> [BRIEF]:
Tally the lines below that include the string "item". Reply with the total only.

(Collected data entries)
----------------------------------------
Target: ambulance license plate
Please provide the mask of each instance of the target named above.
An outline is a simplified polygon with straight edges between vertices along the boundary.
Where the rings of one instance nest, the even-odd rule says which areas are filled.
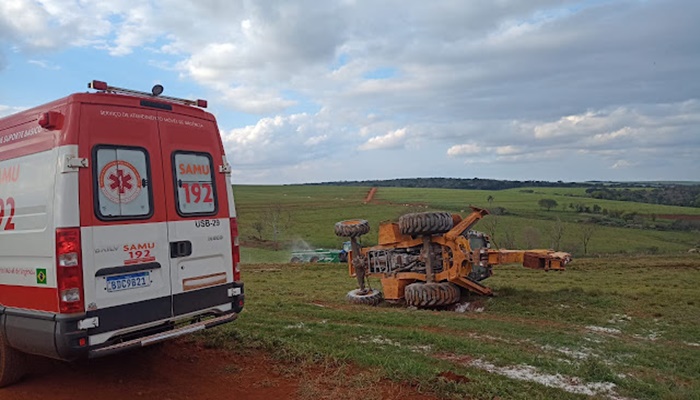
[[[147,271],[107,277],[108,292],[118,292],[146,286],[151,286],[151,273]]]

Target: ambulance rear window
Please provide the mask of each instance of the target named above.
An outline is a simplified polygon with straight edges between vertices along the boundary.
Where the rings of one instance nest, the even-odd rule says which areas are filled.
[[[139,147],[95,146],[95,208],[100,219],[148,218],[153,213],[148,153]]]
[[[211,155],[175,152],[173,165],[177,212],[183,216],[216,214],[216,186]]]

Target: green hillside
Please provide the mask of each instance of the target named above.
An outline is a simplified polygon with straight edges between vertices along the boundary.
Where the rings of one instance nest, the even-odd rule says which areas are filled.
[[[509,248],[552,247],[555,227],[563,228],[564,232],[560,250],[575,256],[584,253],[585,229],[593,229],[587,255],[685,253],[700,242],[697,230],[673,229],[673,220],[657,218],[668,215],[694,218],[700,216],[700,208],[578,197],[583,195],[583,188],[501,191],[379,188],[374,199],[365,204],[369,189],[234,185],[242,261],[285,262],[292,247],[304,244],[339,248],[345,239],[334,235],[333,225],[344,219],[367,219],[372,231],[362,240],[373,244],[381,221],[395,221],[402,214],[420,211],[466,215],[470,205],[503,213],[487,216],[476,226],[492,234],[501,247],[503,244]],[[543,198],[555,200],[557,207],[549,211],[541,208],[538,201]],[[597,213],[578,212],[576,207],[595,209]]]

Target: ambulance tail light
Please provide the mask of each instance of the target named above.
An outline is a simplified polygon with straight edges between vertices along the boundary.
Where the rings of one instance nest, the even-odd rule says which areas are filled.
[[[54,129],[60,125],[61,113],[48,111],[39,115],[39,126],[46,129]]]
[[[238,221],[231,218],[231,253],[233,255],[233,281],[241,280],[241,248],[238,245]]]
[[[56,229],[58,309],[63,314],[85,312],[80,228]]]

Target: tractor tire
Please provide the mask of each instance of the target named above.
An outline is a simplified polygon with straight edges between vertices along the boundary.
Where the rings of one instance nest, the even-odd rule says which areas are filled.
[[[311,259],[309,260],[309,262],[310,262],[311,264],[316,264],[316,263],[318,262],[318,257],[316,257],[316,256],[311,257]]]
[[[292,264],[299,264],[301,262],[301,258],[299,257],[292,257],[291,260],[289,260],[290,263]]]
[[[459,287],[450,282],[412,283],[404,289],[406,305],[418,308],[449,306],[459,296]]]
[[[442,234],[452,229],[454,222],[448,212],[405,214],[399,218],[399,230],[404,235]]]
[[[367,289],[365,293],[362,293],[360,289],[355,289],[349,291],[345,299],[352,304],[376,306],[382,302],[384,296],[382,296],[382,292],[377,289]]]
[[[0,333],[0,388],[22,379],[27,371],[27,355],[13,349]]]
[[[364,219],[349,219],[335,223],[335,234],[341,237],[359,237],[369,232],[369,222]]]

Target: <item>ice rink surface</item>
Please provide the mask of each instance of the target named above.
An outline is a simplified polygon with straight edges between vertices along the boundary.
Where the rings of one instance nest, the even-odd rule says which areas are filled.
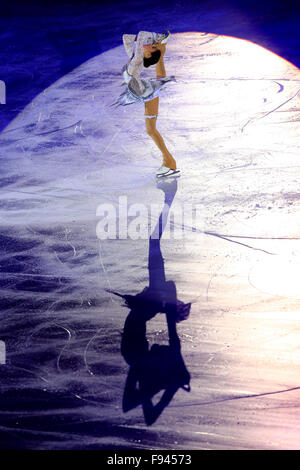
[[[176,82],[157,127],[181,176],[158,184],[143,105],[109,106],[126,60],[118,46],[82,63],[0,134],[1,446],[297,449],[299,69],[243,39],[173,34],[165,64]],[[160,249],[177,298],[192,303],[177,324],[191,390],[148,426],[141,406],[122,410],[129,309],[107,290],[149,285],[149,236],[168,196]],[[120,198],[146,208],[148,236],[133,224],[101,239],[104,204],[118,234]],[[192,225],[185,204],[197,209]],[[168,344],[164,314],[147,339]]]

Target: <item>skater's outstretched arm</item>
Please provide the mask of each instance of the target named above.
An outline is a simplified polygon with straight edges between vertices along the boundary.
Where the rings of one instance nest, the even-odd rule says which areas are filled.
[[[135,41],[136,35],[135,34],[123,34],[123,44],[125,51],[130,59],[132,59],[133,54],[134,54],[134,41]]]

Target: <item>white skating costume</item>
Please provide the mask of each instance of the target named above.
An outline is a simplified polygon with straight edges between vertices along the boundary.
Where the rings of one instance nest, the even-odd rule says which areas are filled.
[[[140,31],[137,36],[134,34],[123,34],[123,44],[130,58],[129,62],[122,68],[124,79],[122,85],[126,85],[126,89],[113,105],[127,106],[132,103],[153,100],[153,98],[159,95],[160,90],[167,82],[175,81],[174,76],[151,78],[150,80],[140,78],[144,68],[143,46],[159,42],[163,36],[163,34],[148,31]]]

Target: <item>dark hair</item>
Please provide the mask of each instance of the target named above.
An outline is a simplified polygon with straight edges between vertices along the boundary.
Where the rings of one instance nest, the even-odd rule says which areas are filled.
[[[150,65],[157,64],[160,59],[161,52],[159,50],[152,52],[151,57],[148,59],[144,57],[144,67],[150,67]]]

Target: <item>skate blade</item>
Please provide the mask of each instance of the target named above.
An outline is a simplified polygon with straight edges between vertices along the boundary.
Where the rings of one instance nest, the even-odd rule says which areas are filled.
[[[178,178],[180,175],[178,175],[178,173],[180,173],[180,170],[173,170],[172,173],[166,173],[166,174],[163,174],[163,175],[156,175],[156,178],[169,178],[170,176],[174,176],[174,175],[177,175],[176,178]]]

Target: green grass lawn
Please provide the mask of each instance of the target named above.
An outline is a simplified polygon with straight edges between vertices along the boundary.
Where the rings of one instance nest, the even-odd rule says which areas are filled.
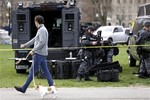
[[[10,45],[0,45],[0,49],[11,49]],[[14,68],[14,61],[8,60],[13,58],[13,51],[0,50],[0,88],[9,88],[15,85],[24,84],[28,74],[17,74]],[[118,60],[123,67],[123,72],[119,74],[119,82],[97,82],[96,77],[91,82],[77,82],[75,79],[58,80],[54,79],[57,87],[126,87],[126,86],[150,86],[150,79],[139,79],[132,74],[137,71],[136,67],[128,66],[128,56],[126,48],[120,48],[118,56],[114,57],[114,61]],[[46,79],[35,78],[36,83],[47,85]],[[33,87],[31,83],[30,87]]]

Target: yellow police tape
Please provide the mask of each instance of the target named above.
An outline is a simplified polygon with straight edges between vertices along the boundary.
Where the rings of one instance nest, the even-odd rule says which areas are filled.
[[[72,49],[82,49],[82,48],[112,48],[112,47],[118,47],[118,48],[128,48],[128,47],[147,47],[150,45],[116,45],[116,46],[88,46],[88,47],[60,47],[60,48],[48,48],[48,50],[72,50]],[[21,50],[31,50],[32,48],[28,49],[0,49],[1,51],[21,51]]]

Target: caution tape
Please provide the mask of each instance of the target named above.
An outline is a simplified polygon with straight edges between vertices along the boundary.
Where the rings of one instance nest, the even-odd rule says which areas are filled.
[[[73,49],[82,49],[82,48],[113,48],[113,47],[118,47],[118,48],[128,48],[128,47],[148,47],[150,45],[116,45],[116,46],[87,46],[87,47],[60,47],[60,48],[48,48],[48,50],[73,50]],[[32,48],[28,49],[0,49],[1,51],[21,51],[21,50],[31,50]]]
[[[31,50],[31,49],[0,49],[1,51],[21,51],[21,50]]]

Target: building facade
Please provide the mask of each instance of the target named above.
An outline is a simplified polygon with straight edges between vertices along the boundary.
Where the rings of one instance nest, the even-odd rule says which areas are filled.
[[[90,12],[84,12],[84,8],[87,7],[88,0],[78,0],[79,7],[81,8],[81,20],[83,22],[95,21],[89,13],[93,13],[93,10]],[[112,0],[112,10],[107,13],[107,24],[111,25],[122,25],[128,27],[130,22],[134,22],[137,17],[138,7],[142,4],[150,3],[150,0]],[[93,5],[89,4],[89,7]],[[87,8],[89,8],[87,7]],[[98,17],[95,13],[93,17]]]
[[[0,27],[8,25],[9,22],[9,9],[7,2],[11,2],[11,10],[15,9],[17,2],[20,0],[0,0]],[[13,1],[13,2],[12,2]],[[61,0],[45,0],[48,1],[61,1]],[[45,2],[44,0],[23,0],[24,5],[28,6],[37,2]],[[68,0],[64,0],[68,1]],[[91,5],[91,0],[76,0],[77,6],[81,11],[81,22],[95,22],[99,21],[98,14],[94,11],[94,5]],[[104,0],[105,1],[105,0]],[[107,13],[107,24],[122,25],[128,27],[130,22],[134,22],[137,17],[139,5],[150,3],[150,0],[112,0],[112,10]]]
[[[134,22],[140,5],[150,3],[150,0],[113,0],[113,12],[108,14],[108,23],[128,27]]]

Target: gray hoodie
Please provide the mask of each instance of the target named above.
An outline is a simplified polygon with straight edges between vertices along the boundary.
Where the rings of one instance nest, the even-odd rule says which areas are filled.
[[[37,31],[36,36],[25,43],[25,47],[30,47],[34,44],[32,51],[36,54],[47,56],[48,55],[48,31],[45,28],[44,24],[40,25],[40,28]]]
----------------------------------------
> [REPLY TO THE EXERCISE]:
5